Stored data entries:

# # # # #

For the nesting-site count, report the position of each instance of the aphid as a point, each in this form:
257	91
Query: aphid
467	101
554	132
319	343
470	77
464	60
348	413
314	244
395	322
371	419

# # # # #

** Aim of the exercise **
Please return the records above exactly as they are written.

** Output **
For the nesting-site count, report the position of each instance of the aphid as a point, each in this form:
257	91
Query: aphid
467	101
554	132
319	343
470	77
464	60
348	413
314	244
395	322
371	419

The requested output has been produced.